WORK TO DO: Write each line word for word, from the line that contains "the tree shadow" through the last line of the material below.

GIVEN DATA:
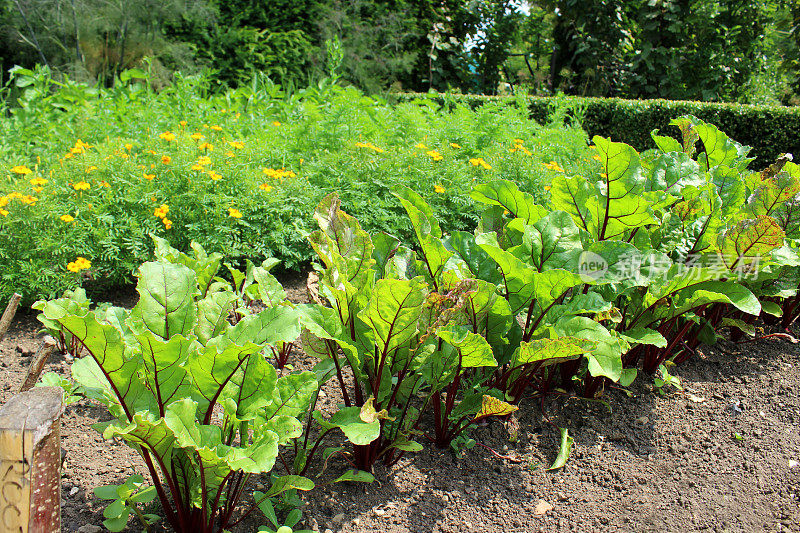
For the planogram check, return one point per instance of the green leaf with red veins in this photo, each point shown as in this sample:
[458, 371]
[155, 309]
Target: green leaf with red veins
[664, 143]
[672, 172]
[166, 304]
[772, 194]
[719, 149]
[212, 370]
[473, 348]
[434, 255]
[250, 387]
[553, 241]
[605, 359]
[116, 370]
[730, 190]
[480, 265]
[573, 195]
[744, 244]
[163, 365]
[212, 315]
[552, 351]
[507, 195]
[618, 205]
[393, 311]
[341, 242]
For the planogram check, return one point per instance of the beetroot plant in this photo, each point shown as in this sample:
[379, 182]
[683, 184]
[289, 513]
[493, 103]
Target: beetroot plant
[188, 389]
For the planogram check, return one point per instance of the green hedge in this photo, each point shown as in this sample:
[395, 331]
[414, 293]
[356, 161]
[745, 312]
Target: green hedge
[770, 130]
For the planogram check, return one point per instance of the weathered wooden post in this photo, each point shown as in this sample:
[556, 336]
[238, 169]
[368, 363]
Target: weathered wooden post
[30, 462]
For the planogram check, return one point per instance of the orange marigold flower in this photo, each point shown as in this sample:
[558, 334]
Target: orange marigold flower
[81, 263]
[161, 211]
[21, 169]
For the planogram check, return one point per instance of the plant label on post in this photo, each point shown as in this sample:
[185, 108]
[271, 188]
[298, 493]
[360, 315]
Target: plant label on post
[30, 462]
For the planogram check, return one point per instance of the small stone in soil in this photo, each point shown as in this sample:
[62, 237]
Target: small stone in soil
[542, 507]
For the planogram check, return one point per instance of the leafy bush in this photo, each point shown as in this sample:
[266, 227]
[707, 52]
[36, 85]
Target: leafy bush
[183, 376]
[769, 130]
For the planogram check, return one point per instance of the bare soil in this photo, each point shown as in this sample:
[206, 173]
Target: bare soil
[720, 456]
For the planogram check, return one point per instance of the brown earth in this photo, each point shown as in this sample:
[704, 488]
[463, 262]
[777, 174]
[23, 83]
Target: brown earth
[721, 456]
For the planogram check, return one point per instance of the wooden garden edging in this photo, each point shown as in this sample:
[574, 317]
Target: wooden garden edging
[30, 462]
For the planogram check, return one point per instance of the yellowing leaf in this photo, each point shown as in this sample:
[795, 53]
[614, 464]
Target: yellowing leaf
[491, 406]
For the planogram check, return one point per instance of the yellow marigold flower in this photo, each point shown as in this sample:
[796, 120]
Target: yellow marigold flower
[479, 162]
[552, 165]
[433, 154]
[21, 169]
[81, 263]
[370, 146]
[161, 211]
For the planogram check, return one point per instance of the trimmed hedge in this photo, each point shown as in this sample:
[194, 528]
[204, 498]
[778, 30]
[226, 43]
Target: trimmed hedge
[770, 130]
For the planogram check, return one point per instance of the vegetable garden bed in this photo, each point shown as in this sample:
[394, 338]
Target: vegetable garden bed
[645, 463]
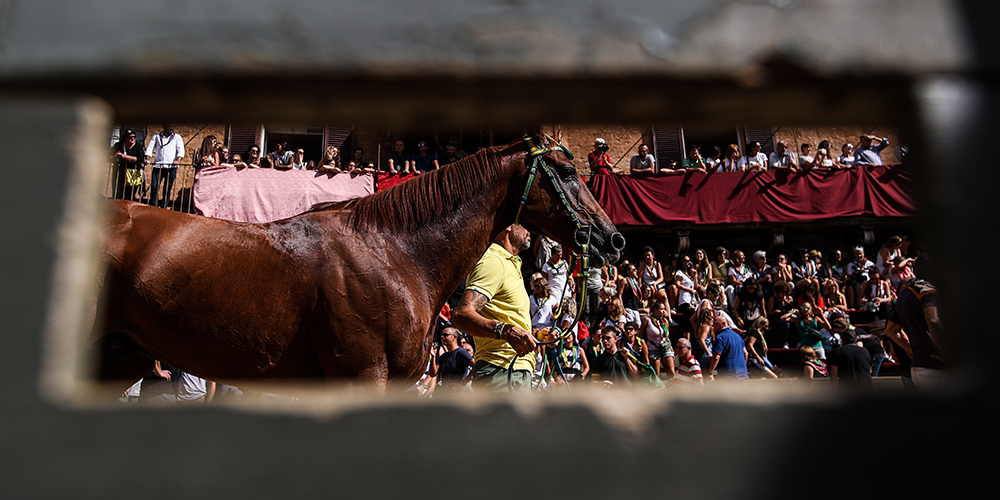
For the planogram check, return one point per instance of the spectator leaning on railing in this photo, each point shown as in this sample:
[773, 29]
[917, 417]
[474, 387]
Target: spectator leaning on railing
[643, 163]
[165, 150]
[783, 159]
[599, 160]
[867, 154]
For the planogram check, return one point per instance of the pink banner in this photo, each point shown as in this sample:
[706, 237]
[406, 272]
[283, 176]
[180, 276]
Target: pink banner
[386, 180]
[264, 194]
[748, 197]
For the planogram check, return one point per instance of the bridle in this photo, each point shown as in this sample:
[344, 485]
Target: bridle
[536, 158]
[582, 235]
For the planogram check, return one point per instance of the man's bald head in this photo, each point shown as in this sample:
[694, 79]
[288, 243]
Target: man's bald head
[719, 324]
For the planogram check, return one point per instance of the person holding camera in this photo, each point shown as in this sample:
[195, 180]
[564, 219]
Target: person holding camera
[866, 154]
[599, 159]
[754, 160]
[782, 159]
[694, 162]
[856, 276]
[806, 159]
[129, 164]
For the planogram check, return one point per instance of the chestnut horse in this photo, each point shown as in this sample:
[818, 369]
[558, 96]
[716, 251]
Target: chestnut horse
[346, 290]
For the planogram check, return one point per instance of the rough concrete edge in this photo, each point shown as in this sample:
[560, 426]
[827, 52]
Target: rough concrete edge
[77, 251]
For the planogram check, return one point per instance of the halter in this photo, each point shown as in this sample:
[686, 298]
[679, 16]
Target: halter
[536, 159]
[581, 237]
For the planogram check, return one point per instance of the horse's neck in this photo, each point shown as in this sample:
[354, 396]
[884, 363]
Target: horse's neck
[466, 231]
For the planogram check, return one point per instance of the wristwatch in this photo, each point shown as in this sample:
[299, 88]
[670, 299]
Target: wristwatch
[498, 329]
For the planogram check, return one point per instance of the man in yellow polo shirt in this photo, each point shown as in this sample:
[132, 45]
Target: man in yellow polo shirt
[495, 310]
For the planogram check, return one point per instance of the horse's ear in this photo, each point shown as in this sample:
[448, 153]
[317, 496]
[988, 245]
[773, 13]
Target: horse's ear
[542, 139]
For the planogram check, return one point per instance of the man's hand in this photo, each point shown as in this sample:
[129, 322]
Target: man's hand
[160, 372]
[521, 341]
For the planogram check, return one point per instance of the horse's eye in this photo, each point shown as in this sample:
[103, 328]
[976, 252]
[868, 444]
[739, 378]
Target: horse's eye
[566, 171]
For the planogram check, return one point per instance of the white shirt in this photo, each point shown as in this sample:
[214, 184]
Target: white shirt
[752, 162]
[782, 160]
[541, 313]
[684, 296]
[557, 278]
[713, 165]
[165, 150]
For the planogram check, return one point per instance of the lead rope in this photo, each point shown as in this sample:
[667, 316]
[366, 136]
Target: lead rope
[536, 156]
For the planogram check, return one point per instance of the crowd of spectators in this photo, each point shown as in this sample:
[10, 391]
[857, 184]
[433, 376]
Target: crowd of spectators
[713, 159]
[688, 319]
[165, 151]
[719, 314]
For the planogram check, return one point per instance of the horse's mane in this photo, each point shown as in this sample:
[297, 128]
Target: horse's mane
[412, 204]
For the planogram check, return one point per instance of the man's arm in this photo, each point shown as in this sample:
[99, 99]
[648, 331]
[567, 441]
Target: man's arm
[468, 319]
[159, 371]
[895, 332]
[711, 366]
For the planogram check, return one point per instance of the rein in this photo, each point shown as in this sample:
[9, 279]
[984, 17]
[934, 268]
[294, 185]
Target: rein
[583, 232]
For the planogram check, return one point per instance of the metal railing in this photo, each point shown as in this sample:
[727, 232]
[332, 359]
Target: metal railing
[181, 189]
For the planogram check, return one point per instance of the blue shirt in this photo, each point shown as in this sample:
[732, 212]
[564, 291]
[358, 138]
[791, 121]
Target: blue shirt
[732, 363]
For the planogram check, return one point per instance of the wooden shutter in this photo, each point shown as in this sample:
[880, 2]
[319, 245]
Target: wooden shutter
[763, 135]
[241, 137]
[337, 136]
[667, 145]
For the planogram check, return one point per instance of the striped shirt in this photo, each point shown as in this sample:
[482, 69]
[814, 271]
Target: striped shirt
[688, 370]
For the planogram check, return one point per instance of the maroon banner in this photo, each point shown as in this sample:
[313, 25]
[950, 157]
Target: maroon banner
[748, 197]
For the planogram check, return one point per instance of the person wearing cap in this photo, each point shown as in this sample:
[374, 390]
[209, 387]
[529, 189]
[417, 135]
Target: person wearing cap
[688, 368]
[852, 363]
[729, 353]
[494, 309]
[783, 159]
[164, 150]
[128, 178]
[453, 364]
[599, 159]
[809, 326]
[423, 160]
[282, 157]
[614, 366]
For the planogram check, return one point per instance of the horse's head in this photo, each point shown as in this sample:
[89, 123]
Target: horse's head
[553, 200]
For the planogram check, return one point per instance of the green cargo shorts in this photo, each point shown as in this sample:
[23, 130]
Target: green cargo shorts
[492, 378]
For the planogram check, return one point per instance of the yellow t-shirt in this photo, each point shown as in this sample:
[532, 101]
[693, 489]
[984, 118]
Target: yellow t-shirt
[497, 275]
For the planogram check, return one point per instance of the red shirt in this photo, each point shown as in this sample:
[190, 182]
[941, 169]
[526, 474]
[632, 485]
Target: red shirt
[600, 162]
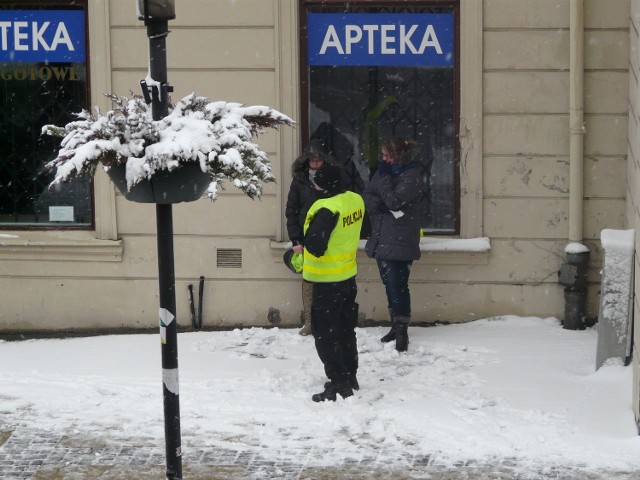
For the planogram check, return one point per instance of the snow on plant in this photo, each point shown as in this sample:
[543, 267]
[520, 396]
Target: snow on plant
[216, 135]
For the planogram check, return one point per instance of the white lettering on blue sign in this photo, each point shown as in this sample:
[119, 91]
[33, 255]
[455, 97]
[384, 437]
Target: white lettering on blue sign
[387, 42]
[30, 36]
[381, 39]
[54, 36]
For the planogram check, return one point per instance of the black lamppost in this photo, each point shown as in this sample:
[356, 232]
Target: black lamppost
[156, 15]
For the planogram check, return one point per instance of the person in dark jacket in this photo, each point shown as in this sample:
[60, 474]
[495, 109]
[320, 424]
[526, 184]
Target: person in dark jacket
[393, 198]
[302, 194]
[332, 235]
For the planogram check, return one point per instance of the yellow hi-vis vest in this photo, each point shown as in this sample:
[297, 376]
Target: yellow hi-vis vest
[339, 261]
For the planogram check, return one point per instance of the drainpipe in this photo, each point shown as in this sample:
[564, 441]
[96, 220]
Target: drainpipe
[573, 274]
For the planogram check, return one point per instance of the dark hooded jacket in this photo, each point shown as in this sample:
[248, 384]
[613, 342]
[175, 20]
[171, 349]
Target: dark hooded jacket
[302, 193]
[400, 189]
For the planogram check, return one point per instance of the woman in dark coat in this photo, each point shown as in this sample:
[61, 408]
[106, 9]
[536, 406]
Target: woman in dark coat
[393, 199]
[302, 194]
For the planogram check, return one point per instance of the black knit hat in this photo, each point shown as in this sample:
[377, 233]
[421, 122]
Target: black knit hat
[329, 178]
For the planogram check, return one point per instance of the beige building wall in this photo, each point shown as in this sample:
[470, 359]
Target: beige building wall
[514, 126]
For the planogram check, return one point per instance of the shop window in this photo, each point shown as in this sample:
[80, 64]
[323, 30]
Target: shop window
[43, 79]
[373, 72]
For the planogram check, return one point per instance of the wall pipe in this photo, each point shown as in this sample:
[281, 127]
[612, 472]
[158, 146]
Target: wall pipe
[574, 273]
[576, 119]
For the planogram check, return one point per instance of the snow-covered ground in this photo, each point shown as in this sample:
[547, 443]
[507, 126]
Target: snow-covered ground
[505, 388]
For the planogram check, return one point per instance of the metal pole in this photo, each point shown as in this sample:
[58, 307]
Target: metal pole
[157, 32]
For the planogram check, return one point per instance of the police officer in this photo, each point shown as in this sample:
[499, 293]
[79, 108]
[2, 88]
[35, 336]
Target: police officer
[331, 238]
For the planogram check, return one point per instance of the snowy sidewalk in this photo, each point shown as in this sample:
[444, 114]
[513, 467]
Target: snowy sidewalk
[508, 398]
[28, 453]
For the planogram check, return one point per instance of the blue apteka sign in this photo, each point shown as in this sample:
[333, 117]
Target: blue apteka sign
[53, 36]
[381, 39]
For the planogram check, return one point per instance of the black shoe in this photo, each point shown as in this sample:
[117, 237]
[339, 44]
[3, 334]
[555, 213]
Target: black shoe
[402, 338]
[353, 383]
[390, 336]
[330, 392]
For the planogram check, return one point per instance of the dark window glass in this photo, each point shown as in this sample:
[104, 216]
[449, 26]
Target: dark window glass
[32, 94]
[352, 109]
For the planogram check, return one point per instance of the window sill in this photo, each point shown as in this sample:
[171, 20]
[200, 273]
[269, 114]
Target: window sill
[58, 246]
[453, 251]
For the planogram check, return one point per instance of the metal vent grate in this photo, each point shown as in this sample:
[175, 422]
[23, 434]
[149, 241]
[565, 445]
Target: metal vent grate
[229, 258]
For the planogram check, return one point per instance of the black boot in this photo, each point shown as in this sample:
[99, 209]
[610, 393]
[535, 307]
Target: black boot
[391, 335]
[402, 334]
[353, 382]
[331, 391]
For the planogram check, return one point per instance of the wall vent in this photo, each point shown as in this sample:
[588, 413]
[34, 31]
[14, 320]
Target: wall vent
[229, 258]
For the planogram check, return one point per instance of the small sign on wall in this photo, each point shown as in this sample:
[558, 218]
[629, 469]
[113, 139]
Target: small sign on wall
[61, 214]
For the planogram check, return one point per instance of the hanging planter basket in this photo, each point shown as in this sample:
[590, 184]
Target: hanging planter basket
[167, 156]
[184, 184]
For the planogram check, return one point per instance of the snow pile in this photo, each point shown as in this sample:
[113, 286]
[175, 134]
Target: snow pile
[216, 135]
[617, 279]
[522, 389]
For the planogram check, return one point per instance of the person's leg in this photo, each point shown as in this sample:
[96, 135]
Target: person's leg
[390, 336]
[401, 303]
[395, 277]
[326, 314]
[348, 324]
[307, 298]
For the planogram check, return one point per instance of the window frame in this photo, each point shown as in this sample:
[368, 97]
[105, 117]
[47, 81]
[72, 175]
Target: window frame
[43, 5]
[456, 8]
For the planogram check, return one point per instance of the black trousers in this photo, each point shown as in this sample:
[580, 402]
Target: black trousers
[334, 317]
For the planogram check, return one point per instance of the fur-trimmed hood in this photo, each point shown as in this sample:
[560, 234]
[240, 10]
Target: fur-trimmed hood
[300, 167]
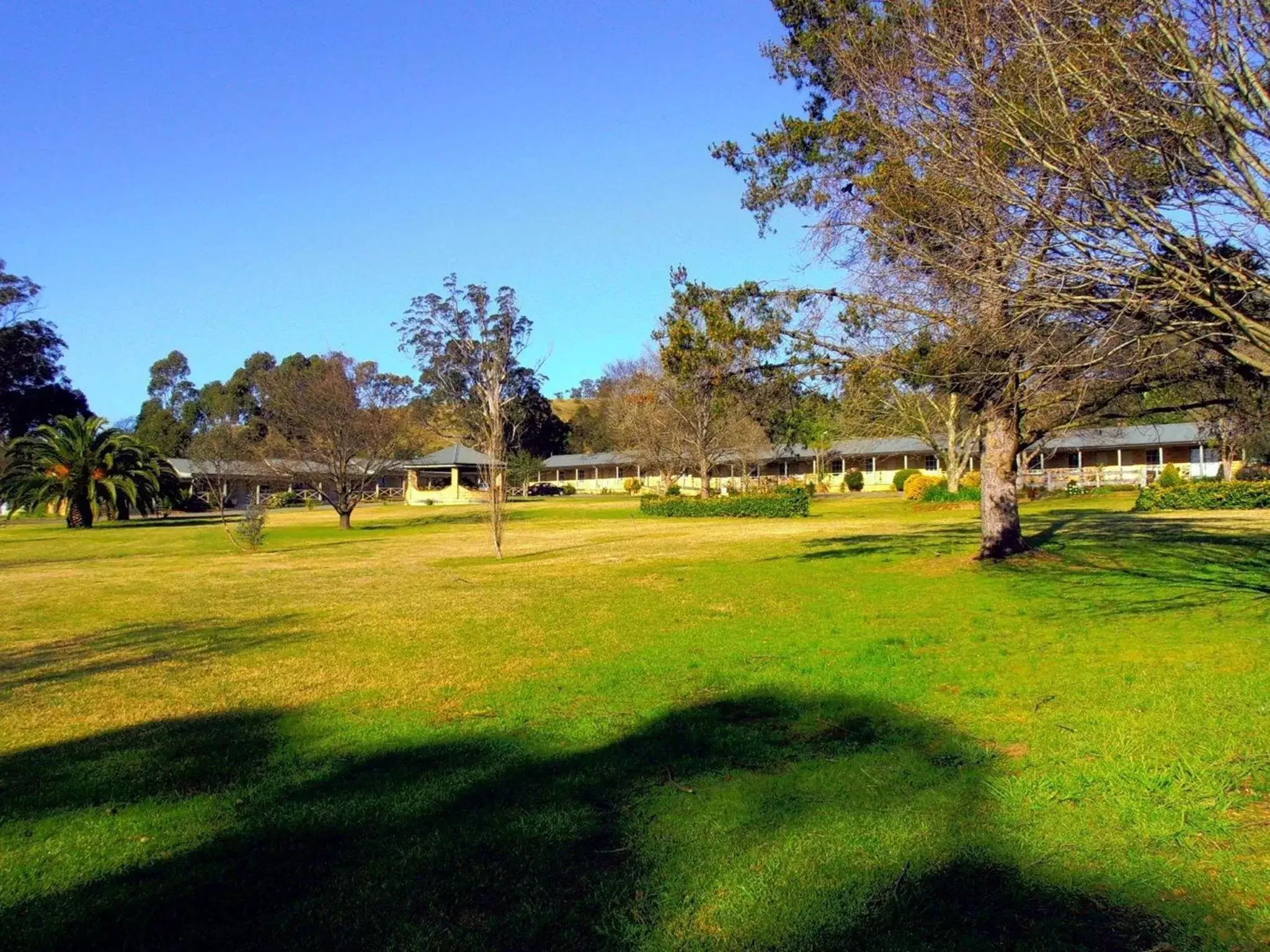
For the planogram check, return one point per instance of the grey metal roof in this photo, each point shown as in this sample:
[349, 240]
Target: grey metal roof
[564, 461]
[881, 446]
[186, 469]
[1146, 436]
[456, 455]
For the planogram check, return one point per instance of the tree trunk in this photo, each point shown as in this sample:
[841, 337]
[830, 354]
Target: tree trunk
[1001, 535]
[79, 514]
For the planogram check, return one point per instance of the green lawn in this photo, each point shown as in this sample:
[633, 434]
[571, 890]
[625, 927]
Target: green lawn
[638, 733]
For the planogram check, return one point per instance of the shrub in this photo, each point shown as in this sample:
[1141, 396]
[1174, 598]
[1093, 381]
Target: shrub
[784, 503]
[1204, 495]
[938, 491]
[918, 483]
[1254, 472]
[902, 478]
[251, 531]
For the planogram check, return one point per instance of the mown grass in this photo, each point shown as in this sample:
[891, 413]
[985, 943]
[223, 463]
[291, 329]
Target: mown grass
[633, 733]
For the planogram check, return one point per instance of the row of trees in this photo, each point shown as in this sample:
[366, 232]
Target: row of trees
[1057, 206]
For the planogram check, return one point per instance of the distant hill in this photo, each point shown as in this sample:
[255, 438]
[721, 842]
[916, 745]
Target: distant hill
[566, 409]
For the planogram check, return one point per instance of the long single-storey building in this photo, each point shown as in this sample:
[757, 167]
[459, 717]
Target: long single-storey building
[1126, 455]
[456, 474]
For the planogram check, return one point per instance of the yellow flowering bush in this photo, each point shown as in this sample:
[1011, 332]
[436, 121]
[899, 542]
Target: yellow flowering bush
[917, 484]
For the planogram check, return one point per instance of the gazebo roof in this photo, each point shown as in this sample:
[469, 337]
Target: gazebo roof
[456, 455]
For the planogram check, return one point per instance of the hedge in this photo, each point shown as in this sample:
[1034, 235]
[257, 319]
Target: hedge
[1206, 495]
[939, 493]
[783, 505]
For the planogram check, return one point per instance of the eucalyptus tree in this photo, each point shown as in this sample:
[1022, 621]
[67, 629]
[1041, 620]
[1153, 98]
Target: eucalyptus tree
[900, 157]
[334, 425]
[466, 347]
[713, 347]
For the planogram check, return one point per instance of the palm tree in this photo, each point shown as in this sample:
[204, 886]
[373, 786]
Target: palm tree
[86, 465]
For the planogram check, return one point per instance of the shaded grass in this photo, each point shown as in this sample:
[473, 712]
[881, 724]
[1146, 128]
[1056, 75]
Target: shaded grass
[389, 739]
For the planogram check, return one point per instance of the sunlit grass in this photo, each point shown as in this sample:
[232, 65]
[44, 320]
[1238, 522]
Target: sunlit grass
[388, 738]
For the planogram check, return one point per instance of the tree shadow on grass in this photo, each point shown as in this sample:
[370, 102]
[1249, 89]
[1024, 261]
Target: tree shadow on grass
[498, 843]
[926, 541]
[1168, 562]
[138, 645]
[173, 522]
[1146, 562]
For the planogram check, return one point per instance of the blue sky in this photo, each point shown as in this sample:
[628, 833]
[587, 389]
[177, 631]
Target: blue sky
[233, 177]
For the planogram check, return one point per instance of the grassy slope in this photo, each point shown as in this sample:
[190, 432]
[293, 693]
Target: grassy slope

ANSWER TO THE TASK:
For the planogram check, return one point per instance of the tree shadow on grass in this photo, each point shown as in this sample:
[370, 102]
[1249, 89]
[1024, 261]
Target: tree shadow on grass
[498, 843]
[926, 541]
[1168, 562]
[138, 645]
[173, 522]
[1146, 562]
For the planogram check, return one point per instance of the blue sky in this photo, each point shown as in this sample:
[628, 833]
[587, 389]
[177, 631]
Target: blue sky
[233, 177]
For the planogram check, return one point per instance of the grassy slope in this photo, each point shown as in this sample:
[190, 432]
[293, 693]
Target: grassy slope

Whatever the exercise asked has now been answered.